--- What the task requires ---
Look through the material below. Copy each line that contains the string "blue".

++++++++++++++++++++

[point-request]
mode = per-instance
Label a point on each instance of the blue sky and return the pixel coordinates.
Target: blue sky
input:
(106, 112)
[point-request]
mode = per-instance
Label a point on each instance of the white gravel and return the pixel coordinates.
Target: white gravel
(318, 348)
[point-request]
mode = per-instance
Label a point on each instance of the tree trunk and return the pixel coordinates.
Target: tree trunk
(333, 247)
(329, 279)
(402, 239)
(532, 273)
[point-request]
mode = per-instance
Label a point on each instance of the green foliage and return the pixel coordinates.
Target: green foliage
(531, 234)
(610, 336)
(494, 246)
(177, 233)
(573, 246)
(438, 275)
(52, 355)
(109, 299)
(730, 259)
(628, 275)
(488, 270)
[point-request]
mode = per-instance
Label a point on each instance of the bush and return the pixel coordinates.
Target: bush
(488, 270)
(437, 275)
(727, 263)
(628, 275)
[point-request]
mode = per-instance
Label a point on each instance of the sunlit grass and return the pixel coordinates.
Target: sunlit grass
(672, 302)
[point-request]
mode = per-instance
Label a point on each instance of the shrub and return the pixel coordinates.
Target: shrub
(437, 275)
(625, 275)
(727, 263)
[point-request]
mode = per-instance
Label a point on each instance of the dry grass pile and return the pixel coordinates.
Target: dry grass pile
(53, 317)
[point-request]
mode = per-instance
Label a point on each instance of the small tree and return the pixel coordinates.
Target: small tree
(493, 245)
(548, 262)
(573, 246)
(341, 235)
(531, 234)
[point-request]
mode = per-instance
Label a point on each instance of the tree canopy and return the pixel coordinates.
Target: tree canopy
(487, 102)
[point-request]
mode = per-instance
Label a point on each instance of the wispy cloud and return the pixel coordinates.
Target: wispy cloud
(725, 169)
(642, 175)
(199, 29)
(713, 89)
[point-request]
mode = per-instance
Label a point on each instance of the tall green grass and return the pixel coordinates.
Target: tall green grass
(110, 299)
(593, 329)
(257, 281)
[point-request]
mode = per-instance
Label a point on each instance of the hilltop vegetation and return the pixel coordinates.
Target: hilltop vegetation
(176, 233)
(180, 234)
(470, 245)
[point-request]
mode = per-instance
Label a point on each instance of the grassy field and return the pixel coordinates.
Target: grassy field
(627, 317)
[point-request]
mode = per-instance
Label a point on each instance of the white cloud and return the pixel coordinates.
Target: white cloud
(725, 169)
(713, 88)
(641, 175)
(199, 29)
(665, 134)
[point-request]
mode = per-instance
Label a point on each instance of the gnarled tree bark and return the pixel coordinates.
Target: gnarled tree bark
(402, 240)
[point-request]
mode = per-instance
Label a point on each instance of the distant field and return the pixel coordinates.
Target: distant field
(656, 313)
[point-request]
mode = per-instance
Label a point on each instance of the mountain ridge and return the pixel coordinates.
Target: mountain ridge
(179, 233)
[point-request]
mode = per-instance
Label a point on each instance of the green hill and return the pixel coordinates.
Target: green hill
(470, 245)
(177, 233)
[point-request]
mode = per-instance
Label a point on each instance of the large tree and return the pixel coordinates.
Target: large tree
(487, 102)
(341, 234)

++++++++++++++++++++

--- Solution for this task ---
Label a point on each instance of the blue sky and return the pixel coordinates.
Target: blue sky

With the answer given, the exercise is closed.